§ Work instruction:
Look at each line of the records and count those with "Format" in them. Please answer with the count alone.

§ The data:
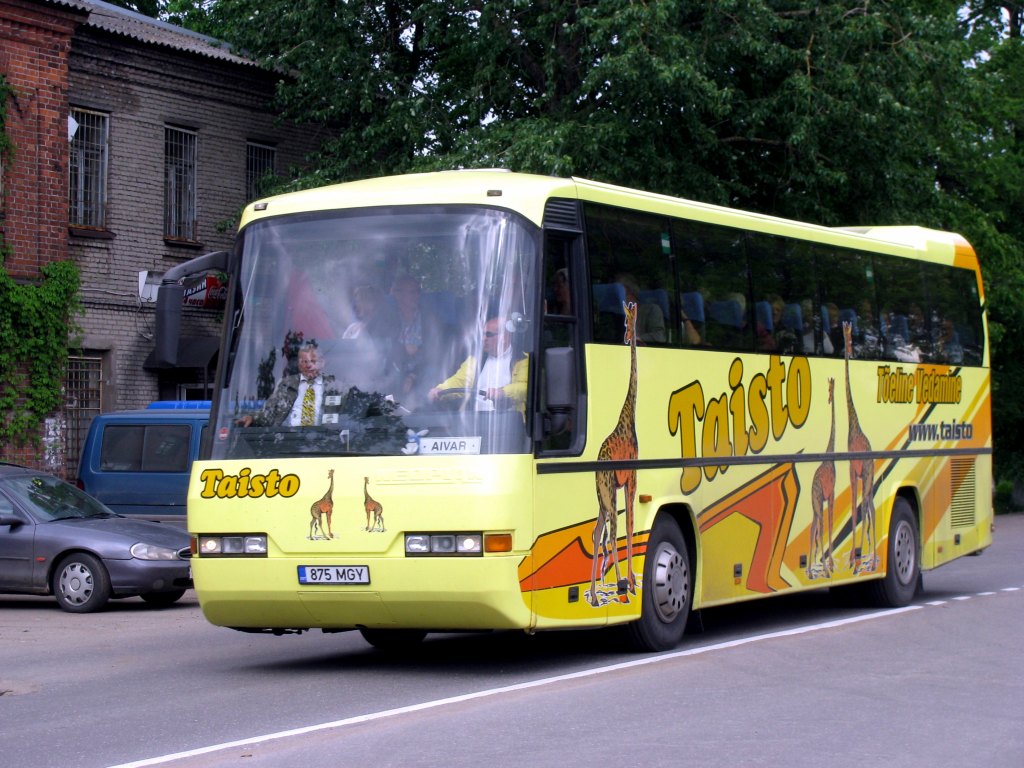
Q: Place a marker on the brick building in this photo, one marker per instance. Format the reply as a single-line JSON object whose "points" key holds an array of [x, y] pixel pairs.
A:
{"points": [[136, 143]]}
...
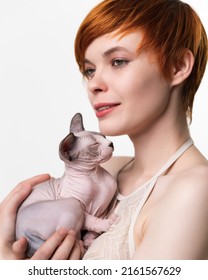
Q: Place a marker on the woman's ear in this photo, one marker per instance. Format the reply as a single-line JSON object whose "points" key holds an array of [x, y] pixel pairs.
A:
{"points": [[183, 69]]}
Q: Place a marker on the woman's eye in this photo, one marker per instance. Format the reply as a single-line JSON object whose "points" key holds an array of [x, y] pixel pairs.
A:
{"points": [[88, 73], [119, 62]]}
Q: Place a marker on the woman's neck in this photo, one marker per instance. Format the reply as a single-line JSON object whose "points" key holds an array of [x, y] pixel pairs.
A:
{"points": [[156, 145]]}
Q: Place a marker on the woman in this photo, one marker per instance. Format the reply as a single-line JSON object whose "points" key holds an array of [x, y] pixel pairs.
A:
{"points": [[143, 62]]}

§ Worked solution:
5